Lines of data
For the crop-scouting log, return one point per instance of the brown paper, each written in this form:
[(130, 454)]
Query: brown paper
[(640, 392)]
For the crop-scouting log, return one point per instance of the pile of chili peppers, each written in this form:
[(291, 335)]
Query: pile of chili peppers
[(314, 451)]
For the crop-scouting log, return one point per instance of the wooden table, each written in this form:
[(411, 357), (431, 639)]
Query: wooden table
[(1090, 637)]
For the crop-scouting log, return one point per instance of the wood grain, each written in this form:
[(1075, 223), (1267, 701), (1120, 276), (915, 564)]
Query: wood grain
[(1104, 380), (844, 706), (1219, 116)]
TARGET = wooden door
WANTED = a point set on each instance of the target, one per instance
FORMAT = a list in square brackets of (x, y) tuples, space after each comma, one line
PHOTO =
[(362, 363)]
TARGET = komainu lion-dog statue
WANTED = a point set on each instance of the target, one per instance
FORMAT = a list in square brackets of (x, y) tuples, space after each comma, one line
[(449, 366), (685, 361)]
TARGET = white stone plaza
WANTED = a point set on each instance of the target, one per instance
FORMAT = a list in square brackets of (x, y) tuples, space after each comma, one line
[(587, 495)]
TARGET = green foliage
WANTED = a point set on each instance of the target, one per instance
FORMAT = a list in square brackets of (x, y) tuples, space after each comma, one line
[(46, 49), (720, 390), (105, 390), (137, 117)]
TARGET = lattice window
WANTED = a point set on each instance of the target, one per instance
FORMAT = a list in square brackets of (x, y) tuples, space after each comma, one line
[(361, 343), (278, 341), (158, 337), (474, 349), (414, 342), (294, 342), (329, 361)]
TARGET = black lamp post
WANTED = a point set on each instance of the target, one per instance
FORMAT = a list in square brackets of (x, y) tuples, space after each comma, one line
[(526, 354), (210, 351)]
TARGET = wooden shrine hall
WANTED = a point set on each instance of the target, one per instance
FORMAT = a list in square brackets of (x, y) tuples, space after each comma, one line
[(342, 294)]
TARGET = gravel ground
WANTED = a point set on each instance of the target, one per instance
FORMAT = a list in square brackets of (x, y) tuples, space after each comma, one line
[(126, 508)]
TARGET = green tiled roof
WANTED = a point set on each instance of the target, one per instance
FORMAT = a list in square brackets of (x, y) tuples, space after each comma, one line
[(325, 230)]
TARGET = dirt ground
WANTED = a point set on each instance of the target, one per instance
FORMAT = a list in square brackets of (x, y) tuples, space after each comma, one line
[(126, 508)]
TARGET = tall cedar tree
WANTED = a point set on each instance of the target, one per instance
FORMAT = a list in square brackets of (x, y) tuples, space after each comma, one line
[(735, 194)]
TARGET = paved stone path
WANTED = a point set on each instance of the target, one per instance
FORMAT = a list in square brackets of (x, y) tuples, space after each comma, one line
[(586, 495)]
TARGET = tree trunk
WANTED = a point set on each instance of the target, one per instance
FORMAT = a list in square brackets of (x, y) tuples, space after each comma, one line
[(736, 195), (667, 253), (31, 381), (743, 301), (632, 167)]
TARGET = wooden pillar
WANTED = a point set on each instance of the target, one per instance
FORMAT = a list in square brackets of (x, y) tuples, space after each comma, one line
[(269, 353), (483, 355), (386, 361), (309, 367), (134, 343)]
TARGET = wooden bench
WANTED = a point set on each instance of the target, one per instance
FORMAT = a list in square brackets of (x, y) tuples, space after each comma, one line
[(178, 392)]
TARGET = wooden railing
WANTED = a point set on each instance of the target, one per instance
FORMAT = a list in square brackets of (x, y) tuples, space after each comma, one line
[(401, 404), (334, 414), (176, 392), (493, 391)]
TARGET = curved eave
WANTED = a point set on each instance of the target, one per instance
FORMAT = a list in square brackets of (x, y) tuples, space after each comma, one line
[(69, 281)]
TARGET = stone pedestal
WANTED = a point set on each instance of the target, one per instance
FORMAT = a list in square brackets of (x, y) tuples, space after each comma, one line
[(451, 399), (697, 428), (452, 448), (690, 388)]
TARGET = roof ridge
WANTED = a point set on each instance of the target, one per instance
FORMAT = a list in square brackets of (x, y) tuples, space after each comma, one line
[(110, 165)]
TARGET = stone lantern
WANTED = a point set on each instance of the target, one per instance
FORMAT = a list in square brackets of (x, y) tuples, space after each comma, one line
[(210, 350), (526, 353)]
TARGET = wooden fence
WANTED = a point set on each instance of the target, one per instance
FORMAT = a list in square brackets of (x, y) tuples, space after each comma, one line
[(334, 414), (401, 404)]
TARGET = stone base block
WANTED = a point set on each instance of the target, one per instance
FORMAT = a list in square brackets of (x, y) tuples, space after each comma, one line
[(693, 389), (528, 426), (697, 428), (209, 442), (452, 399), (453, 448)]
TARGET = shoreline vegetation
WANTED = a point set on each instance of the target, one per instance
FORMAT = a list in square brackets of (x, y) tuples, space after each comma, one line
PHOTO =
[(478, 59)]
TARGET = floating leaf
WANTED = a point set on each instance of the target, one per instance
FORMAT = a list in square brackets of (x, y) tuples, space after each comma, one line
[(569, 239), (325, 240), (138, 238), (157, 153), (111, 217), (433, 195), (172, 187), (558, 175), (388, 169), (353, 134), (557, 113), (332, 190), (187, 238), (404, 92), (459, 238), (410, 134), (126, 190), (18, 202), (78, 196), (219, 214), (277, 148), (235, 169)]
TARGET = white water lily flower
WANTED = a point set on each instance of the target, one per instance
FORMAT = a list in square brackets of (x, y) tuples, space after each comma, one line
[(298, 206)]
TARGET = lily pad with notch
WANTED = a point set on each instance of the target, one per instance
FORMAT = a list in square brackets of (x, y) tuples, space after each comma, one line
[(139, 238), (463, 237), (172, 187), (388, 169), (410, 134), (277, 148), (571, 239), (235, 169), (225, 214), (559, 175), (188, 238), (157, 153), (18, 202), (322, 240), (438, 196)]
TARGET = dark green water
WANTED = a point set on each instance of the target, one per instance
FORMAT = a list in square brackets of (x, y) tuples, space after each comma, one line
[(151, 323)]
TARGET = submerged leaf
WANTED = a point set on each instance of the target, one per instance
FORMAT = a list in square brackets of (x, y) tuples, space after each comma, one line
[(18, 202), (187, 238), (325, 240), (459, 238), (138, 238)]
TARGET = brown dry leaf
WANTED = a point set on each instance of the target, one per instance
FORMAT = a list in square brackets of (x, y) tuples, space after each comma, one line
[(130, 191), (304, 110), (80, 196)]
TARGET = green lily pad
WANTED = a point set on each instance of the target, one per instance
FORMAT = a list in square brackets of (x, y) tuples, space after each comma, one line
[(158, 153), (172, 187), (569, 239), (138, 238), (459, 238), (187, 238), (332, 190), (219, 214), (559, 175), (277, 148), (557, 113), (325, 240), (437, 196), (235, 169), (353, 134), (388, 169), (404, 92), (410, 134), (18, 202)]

» Description of the task
Reproduce the data shown above exactly.

» Answer to this exercise
For the crop-scouting log, return one point per instance of the brown paper, each written in this form:
[(130, 454)]
Query: brown paper
[(640, 392)]
For the crop-scouting log, return one point per instance of the pile of chili peppers, each written in this form:
[(291, 335)]
Query: pile of chili peppers
[(314, 451)]
For the crop-scouting log, return one point per instance of the wooden table, each written in this form:
[(411, 357), (431, 639)]
Query: wooden table
[(1090, 637)]
For the crop-scouting log, return one point per instance of the wood grain, each written in this form:
[(1075, 223), (1267, 701), (1120, 276), (915, 564)]
Query: wood grain
[(1104, 380), (844, 706), (1219, 116)]
TARGET = wooden door
WANTED = a point set on each instance of the target, one per instance
FORMAT = a list in square brackets of (x, y) tuples, space after each comma, one line
PHOTO =
[(362, 363)]
TARGET = komainu lion-dog statue
WANTED = a point set on each instance of the target, one per instance
FORMAT = a list in square brackets of (x, y) tuples, space after each comma, one line
[(449, 366), (685, 361)]
TARGET = white stone plaza
WANTED = a point set on each instance of the target, one per instance
FORMAT = a list in square brackets of (x, y) tuples, space after each comma, one line
[(587, 495)]
TARGET = green foliage
WANTED = a point set on each instance of the target, one per instance
FORMAT = a list in square brackets of (x, y) tuples, space after each comma, one line
[(46, 49), (720, 390), (105, 390), (137, 117)]
TARGET = lattice window
WANTED = a point set on each instance of the target, one per instance
FORMAT = a list in square brackets of (x, y) tuples, space after each comma, one line
[(361, 343), (278, 341), (158, 337), (474, 349), (414, 342), (294, 342), (329, 361)]
TARGET = black lamp post
WANTED = a point set on each instance of the target, one per instance
FORMAT = a list in square brackets of (x, y) tuples, space after each comma, one line
[(526, 354), (210, 351)]
TARGET = wooden shrine hall
WANTED = a point set on each instance of the target, one per instance
FORMAT = a list in square brackets of (x, y) tuples, space after each comma, one line
[(342, 294)]
TARGET = gravel ground
WANTED = a point set on each instance of the target, one per instance
FORMAT = a list in square brackets of (x, y) tuples, space after each comma, one line
[(126, 508)]
TARGET = green tiled roof
WANTED = a point set on each instance of the target, one per instance
FORMAT = a list in square brackets of (x, y) tuples, space after each comma, one line
[(325, 230)]
TARGET = dirt ground
WANTED = a point set on each instance of the target, one per instance
FORMAT = a list in square brackets of (x, y) tuples, space after each comma, one line
[(126, 508)]
TARGET = tall cedar tree
WANTED = a point set on each instance of the target, one per instance
FORMAT = a list in square brackets of (x, y) tuples, space after each comma, one line
[(735, 194)]
TARGET = paved stone path
WANTED = a point set on each instance of the target, one per instance
FORMAT = a list in square brackets of (x, y) tuples, space after each comma, one line
[(586, 495)]
TARGET = tree trunk
WANTED = a point set on each instance of the target, one per instance
FORMAT = a list in square brackets of (x, y) tuples, space after each comma, one line
[(736, 195), (667, 253), (31, 381), (743, 301), (632, 167)]
TARGET = wooden pillar
WANTED = a point set on each instance of the target, one per instance
FORMAT = a list in square brackets of (x, y) tuples, space after each comma, one line
[(269, 353), (483, 355), (386, 361), (309, 367), (134, 343)]
TARGET = wooden bench
WANTED = a point set on each instance of the target, one per instance
FORMAT = a list in square brackets of (x, y) tuples, space after each comma, one line
[(178, 392)]
TARGET = wooden railing
WANTED = a point set on each instance of the target, one per instance
FORMAT = a list in square brackets of (x, y) tuples, space after each comma, one line
[(401, 404), (334, 414), (176, 392), (493, 391)]
TARGET = curved eave
WANTED = a point set on each instance of the target, one per instance
FORMAT = a list in square brackets of (x, y) tuples, space after each comma, one line
[(69, 281)]
TARGET = stone pedestal
WANTED = a point set on each instance of the target, one per instance
FORMAT = a list in square brackets of (x, y) tuples, space after each comma, one line
[(451, 399), (697, 428), (452, 448), (690, 388)]
TARGET = roof ridge
WANTED = a point set on each instance of the target, one per instance
FORMAT = a list in square brackets of (x, y) tuples, space after each comma, one line
[(110, 165)]
TARGET = stone lantern
WANTED = a point set on each instance of the target, one per instance
FORMAT = a list in square brackets of (x, y) tuples, space after each comma, one line
[(210, 350), (526, 353)]
TARGET = wooden fence
WANTED = a point set on each instance of the target, one per instance
FORMAT = a list in square brackets of (x, y) tuples, space after each comma, one line
[(334, 414), (401, 404)]
TARGET = stone base block
WANTED = a point set on each instance of the target, one per instance
FORMAT = a list in square brackets of (x, y) tuples, space after each comma, one line
[(693, 389), (528, 426), (697, 428), (209, 442), (452, 399), (453, 448)]
TARGET = shoreline vegetation
WANTED = a point set on each instance of the target, one per instance
FORMAT = a list in square brackets of (x, y) tuples, space after each comma, one line
PHOTO =
[(478, 59)]
TARGET = floating leaf
WANTED = a point set on each instance of the target, one per instance
FORMAT = a list in square brackets of (x, y) tuples, space after each comma, one line
[(569, 239), (325, 240), (138, 238), (157, 153), (111, 217), (433, 195), (172, 187), (558, 175), (388, 169), (353, 134), (557, 113), (332, 190), (187, 238), (404, 92), (459, 238), (410, 134), (126, 190), (18, 202), (78, 196), (219, 214), (277, 148), (235, 169)]
TARGET = white water lily flower
WANTED = a point set on each instance of the target, one per instance
FORMAT = a list in square brackets of (x, y) tuples, space after each comma, one line
[(298, 206)]
TARGET = lily pad with notch
WANTED = a point set on each instance of the target, one per instance
FORMAT = a list in square brackets of (x, y) tuples, space after each comma, one line
[(139, 238), (463, 237), (172, 187), (388, 169), (410, 134), (277, 148), (571, 239), (235, 169), (225, 214), (559, 175), (188, 238), (157, 153), (18, 202), (322, 240), (438, 196)]
TARGET = dark green water
WANTED = a point set on each instance of the target, one per instance
FORMAT = a list in square brackets of (x, y) tuples, space after each comma, one line
[(151, 323)]
TARGET = submerged leaf
WANTED = a point set on each instance of the target, one per instance
FORMAT = a list in square brackets of (x, y) tuples, space after each comma, one line
[(18, 202), (187, 238), (325, 240), (459, 238), (138, 238)]
TARGET = brown dry leaf
WANTED = a point set on each instance of the target, one per instance
FORMAT = a list in square brackets of (x, y) tuples, space after each comma, one line
[(130, 191), (304, 110), (80, 196)]
TARGET = green lily pad
WANTED = a point set on each instance of the target, one per instance
FORMAT = a list in square brackets of (x, y) tuples, space after each comma, one line
[(158, 153), (172, 187), (569, 239), (138, 238), (459, 238), (187, 238), (332, 190), (219, 214), (559, 175), (277, 148), (557, 113), (325, 240), (437, 196), (235, 169), (353, 134), (388, 169), (404, 92), (410, 134), (18, 202)]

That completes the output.